:: Estratto ::
* * *

L'odissea umana di un ricovero al 'Cervello'. Ecco il diario che ci ha commosso.

Potremmo chiamarlo Ismaele, un nome di copertura che non è il suo, per raccontare l’inferno del Covid, proteggendo la privacy e salvaguardando la storia. Ismaele, sì, come il marinaio che si imbarca sul Pequod, la baleniera del capitano Achab alla ricerca di Moby Dick, e riesce a tornare per riferire quello che ha visto. Sono tanti, per fortuna, gli Ismaele che ritornano a casa e abbracciano quelli che amano, grazie al vaccino. Sono troppi quelli che non si proteggono e affondano nel gorgo di un errore fatale. Il nostro protagonista è un lettore di LiveSicilia.it che scrive un diario per il giornalista e narra dei suoi smarrimenti e, infine, della sua compunta felicità, dopo le dimissioni. Una trama intessuta di giorni ed emozioni.

* * *

:: Campione di dati ::

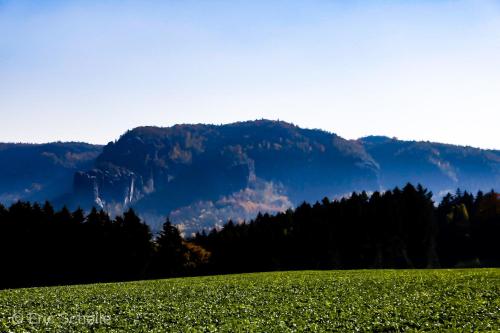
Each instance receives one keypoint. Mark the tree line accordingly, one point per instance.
(400, 228)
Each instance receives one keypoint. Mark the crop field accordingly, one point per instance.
(369, 300)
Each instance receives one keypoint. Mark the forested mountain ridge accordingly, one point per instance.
(203, 175)
(40, 172)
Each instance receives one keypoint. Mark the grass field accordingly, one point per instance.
(382, 300)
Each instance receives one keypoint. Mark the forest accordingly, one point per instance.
(399, 228)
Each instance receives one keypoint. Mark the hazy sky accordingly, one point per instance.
(89, 70)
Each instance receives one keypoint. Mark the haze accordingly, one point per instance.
(90, 70)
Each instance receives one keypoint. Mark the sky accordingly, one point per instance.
(90, 70)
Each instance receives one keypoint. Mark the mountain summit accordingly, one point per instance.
(203, 175)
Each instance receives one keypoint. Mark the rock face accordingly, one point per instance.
(203, 175)
(39, 172)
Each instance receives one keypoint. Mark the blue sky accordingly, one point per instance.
(90, 70)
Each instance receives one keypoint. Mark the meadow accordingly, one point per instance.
(465, 300)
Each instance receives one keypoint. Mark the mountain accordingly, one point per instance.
(39, 172)
(203, 175)
(442, 167)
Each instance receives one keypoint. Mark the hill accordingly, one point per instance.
(203, 175)
(39, 172)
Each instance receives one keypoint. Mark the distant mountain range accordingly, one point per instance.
(202, 175)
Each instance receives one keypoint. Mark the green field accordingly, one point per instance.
(382, 300)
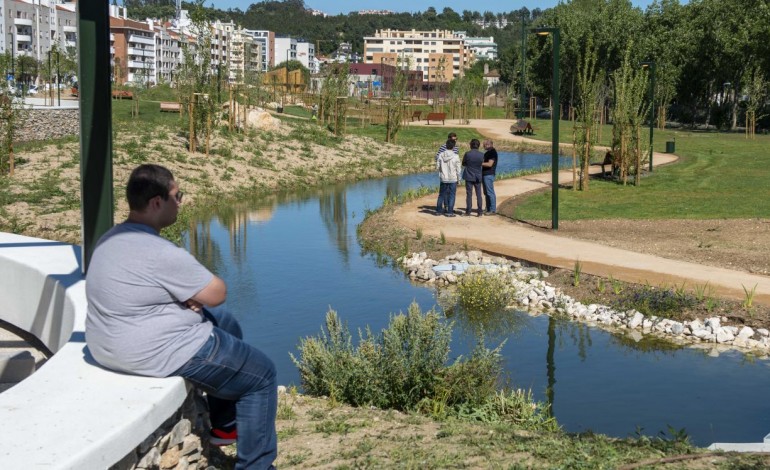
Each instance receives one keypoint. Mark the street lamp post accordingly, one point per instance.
(13, 57)
(58, 78)
(523, 69)
(651, 65)
(555, 114)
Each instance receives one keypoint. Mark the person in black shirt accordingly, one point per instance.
(472, 161)
(488, 169)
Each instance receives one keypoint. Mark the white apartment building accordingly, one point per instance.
(132, 46)
(285, 49)
(31, 28)
(168, 53)
(306, 55)
(267, 41)
(480, 47)
(440, 55)
(221, 34)
(245, 54)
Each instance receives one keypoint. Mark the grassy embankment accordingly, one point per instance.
(719, 176)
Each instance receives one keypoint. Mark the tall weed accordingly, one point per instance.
(398, 368)
(484, 292)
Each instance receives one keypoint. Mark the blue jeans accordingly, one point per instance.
(489, 192)
(240, 383)
(447, 194)
(470, 187)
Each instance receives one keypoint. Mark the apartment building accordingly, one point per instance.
(221, 35)
(266, 39)
(440, 55)
(480, 47)
(306, 55)
(133, 51)
(168, 53)
(245, 54)
(285, 49)
(31, 28)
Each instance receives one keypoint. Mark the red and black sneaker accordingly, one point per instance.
(223, 436)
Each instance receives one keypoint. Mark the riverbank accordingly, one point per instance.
(320, 433)
(42, 199)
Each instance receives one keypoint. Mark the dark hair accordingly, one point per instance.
(146, 182)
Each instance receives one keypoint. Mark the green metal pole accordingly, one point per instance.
(95, 123)
(523, 67)
(555, 138)
(652, 107)
(58, 77)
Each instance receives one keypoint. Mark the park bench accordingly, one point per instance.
(522, 127)
(609, 159)
(122, 95)
(170, 107)
(435, 117)
(82, 416)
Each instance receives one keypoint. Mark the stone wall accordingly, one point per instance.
(44, 124)
(177, 443)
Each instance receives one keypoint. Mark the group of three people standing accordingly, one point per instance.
(477, 169)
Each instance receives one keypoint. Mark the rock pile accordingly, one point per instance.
(536, 296)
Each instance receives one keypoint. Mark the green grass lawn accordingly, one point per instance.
(719, 175)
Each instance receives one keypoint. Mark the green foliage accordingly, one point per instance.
(483, 292)
(399, 368)
(515, 407)
(748, 300)
(590, 100)
(651, 301)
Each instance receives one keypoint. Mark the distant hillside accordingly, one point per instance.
(291, 17)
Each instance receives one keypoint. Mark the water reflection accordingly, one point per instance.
(288, 258)
(332, 205)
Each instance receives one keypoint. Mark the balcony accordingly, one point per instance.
(150, 53)
(141, 40)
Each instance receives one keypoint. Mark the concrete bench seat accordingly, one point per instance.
(435, 117)
(170, 107)
(71, 413)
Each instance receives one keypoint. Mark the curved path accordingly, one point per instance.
(504, 236)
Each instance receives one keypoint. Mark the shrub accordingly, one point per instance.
(650, 301)
(484, 292)
(402, 366)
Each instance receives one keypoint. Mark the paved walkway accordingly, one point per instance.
(508, 237)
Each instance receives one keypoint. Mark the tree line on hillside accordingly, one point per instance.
(711, 56)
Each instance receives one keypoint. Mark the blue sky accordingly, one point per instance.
(334, 7)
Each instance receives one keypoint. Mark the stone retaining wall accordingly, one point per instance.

* * *

:: Compito assegnato A ::
Restituisci il passo dell'estratto compreso tra "Potremmo chiamarlo Ismaele, un" e "giorni ed emozioni.", estremi inclusi.
:: Compito assegnato B ::
Traduci in inglese questa frase dell'estratto: "Sono troppi quelli che non si proteggono e affondano nel gorgo di un errore fatale."
Le voci riportate non hanno alcun ruolo in questo lavoro.

:: Esito A ::
Potremmo chiamarlo Ismaele, un nome di copertura che non è il suo, per raccontare l’inferno del Covid, proteggendo la privacy e salvaguardando la storia. Ismaele, sì, come il marinaio che si imbarca sul Pequod, la baleniera del capitano Achab alla ricerca di Moby Dick, e riesce a tornare per riferire quello che ha visto. Sono tanti, per fortuna, gli Ismaele che ritornano a casa e abbracciano quelli che amano, grazie al vaccino. Sono troppi quelli che non si proteggono e affondano nel gorgo di un errore fatale. Il nostro protagonista è un lettore di LiveSicilia.it che scrive un diario per il giornalista e narra dei suoi smarrimenti e, infine, della sua compunta felicità, dopo le dimissioni. Una trama intessuta di giorni ed emozioni.

:: Esito B ::
There are too many who do not protect themselves and sink into the whirlpool of a fatal mistake.